**WHAT YOU NEED TO DO**
Reproduce the entries exactly and omit the pictures.

**MATERIAL TO PROCESS**
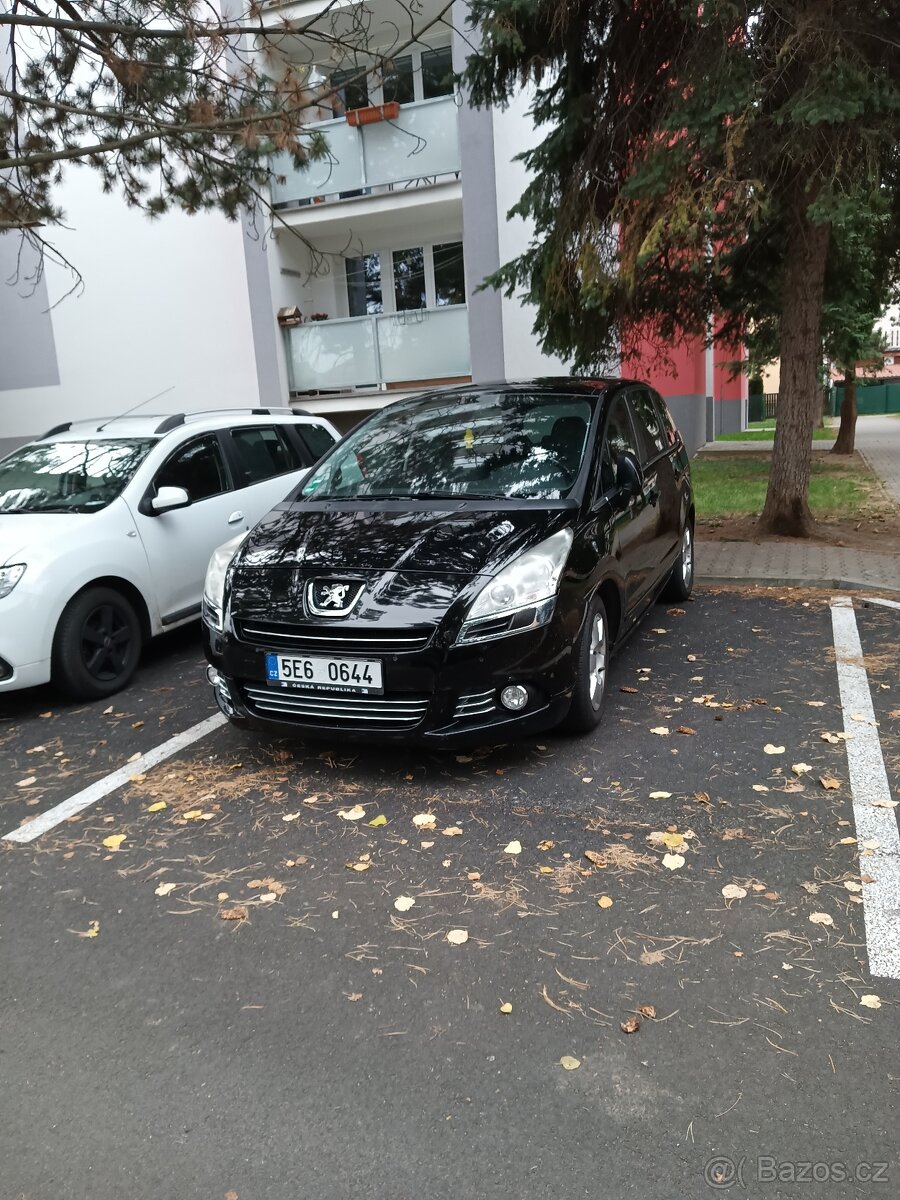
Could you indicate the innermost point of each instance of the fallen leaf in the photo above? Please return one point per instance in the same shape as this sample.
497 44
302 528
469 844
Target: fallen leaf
355 814
673 862
238 913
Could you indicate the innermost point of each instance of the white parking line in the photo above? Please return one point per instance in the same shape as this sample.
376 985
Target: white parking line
102 787
869 785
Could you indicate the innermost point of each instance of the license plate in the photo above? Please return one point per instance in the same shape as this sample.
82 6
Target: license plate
319 671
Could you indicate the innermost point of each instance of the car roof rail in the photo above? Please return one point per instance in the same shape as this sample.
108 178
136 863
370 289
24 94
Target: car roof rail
169 423
55 430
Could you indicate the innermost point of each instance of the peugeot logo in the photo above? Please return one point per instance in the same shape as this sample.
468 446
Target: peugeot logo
333 598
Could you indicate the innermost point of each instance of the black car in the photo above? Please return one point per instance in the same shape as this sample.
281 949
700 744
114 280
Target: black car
461 565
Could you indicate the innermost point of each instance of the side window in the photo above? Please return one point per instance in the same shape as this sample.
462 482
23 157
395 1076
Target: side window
619 437
262 451
197 467
669 426
316 438
648 424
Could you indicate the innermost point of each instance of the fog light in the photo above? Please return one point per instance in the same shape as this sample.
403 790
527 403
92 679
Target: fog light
514 697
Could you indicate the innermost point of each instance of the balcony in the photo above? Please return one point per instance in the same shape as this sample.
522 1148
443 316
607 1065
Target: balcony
379 352
417 149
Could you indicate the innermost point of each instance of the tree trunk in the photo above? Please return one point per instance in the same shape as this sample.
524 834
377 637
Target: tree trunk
847 432
787 509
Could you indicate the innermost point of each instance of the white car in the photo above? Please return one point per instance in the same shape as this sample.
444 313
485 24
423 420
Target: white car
107 527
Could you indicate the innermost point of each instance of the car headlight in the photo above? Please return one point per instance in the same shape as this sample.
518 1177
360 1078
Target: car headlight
10 576
215 582
527 586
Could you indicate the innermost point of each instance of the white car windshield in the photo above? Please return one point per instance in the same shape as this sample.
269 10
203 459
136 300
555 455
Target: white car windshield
69 477
480 444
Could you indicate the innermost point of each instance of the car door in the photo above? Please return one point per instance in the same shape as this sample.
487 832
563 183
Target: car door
179 543
267 465
660 484
633 520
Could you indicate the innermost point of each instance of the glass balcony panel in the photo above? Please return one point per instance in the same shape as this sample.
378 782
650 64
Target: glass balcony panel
426 345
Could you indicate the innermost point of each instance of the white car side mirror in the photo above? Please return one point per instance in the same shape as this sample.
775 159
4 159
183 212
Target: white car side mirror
168 498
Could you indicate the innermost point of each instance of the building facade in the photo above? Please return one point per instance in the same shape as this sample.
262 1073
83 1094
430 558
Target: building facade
363 287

**SOLUTION TO THIS TASK**
Could you indicate the innermost point of each instance of the fallen leaf in the photo above? Please return one point per instance in the same shape as this sample.
497 44
302 528
469 844
Target: fallen leaf
355 814
673 862
238 913
Could you indicate the innermost point of each instance of the white parking line in the photo above? Please return one point per instance in the same shape as this sample.
376 985
Target: white parking line
102 787
869 785
Could you indicate the innermost point of each instance of the license plate in the photo above? Please return one point per instance in the same shape as this sample.
82 6
Target: license plate
319 671
Could you indicate the innermost point of each instance of the car roof rail in the photo above? Please return one point per instance in the same shape as this sample.
108 178
136 863
370 289
24 94
Target: car roof rail
169 423
55 430
Could you indicate the innermost point of each instance of the peugeot logo in the photo above? Please return one point per instance in the same shape as this sample.
468 446
Target: peugeot logo
333 598
Could you indicate the innermost point of each instance of the black car in the photo above? Please return one point per instance in the same shape as this sample.
281 949
700 744
114 280
Target: black car
461 565
Could you indicate the innermost point of each instance of the side window in the photo above? Please return one point per instance in the same shape as this sample.
462 482
23 157
395 1076
Target: side window
619 437
262 451
197 467
669 426
316 438
648 424
Could you indicate the innermost point of each instance of the fog light in the photo above? Please return one point per instance in the same shape as this sample.
403 790
527 403
92 679
Target: fog light
514 697
Could you indicate the innermost point of each instance of the balcony in the photo above? Please return one point per instance in the same shape as this sample.
522 1148
443 316
607 1065
Target: balcony
379 352
417 149
Could you indicate the innermost point of each instance of the tree trunk in the photo above? Please return one point per instance in the same shape as this sample.
524 834
377 637
Target: tree trunk
847 432
787 509
Could you indicate the innermost point of each instance of the white car in the photo above? Please return one point per instance in the same shape as this sample.
444 313
485 24
423 420
Target: white car
107 527
Could you indicate the innermost point of each instance of the car headlight in the photo above? Please return one point per instance in the same shape as this sample.
518 1177
360 1078
Target: car headlight
10 576
215 582
527 586
Could you indicate the innermost point of each instance of the white car windshield in the photo above? Please return one point per instance in the same shape as this sample.
269 10
203 459
136 300
555 455
Target: white car windshield
69 477
480 444
Could you indicate the innermost point of each instance of the car door in the photo above? Please return one point per instance in the same shape as this sample.
487 832
563 183
Target: car door
179 543
267 465
660 484
633 520
Could you indicate the innermost point of each instance of the glass balcony panel in the photo above? Please return one point per instance in the same shape as this sample.
378 782
650 64
Target: glass balcony panel
426 345
Could you indicate the innermost point of each instance of the white car side mirror in the photo above? Please return one point per instance in the same shape as this sample.
775 159
4 159
183 212
Target: white car side mirror
168 498
Could you indicate the innermost point of each instance of the building facade in the photo above? Please return one point per instance in the same shape as this sample.
262 1073
83 1094
430 558
Target: building facade
363 287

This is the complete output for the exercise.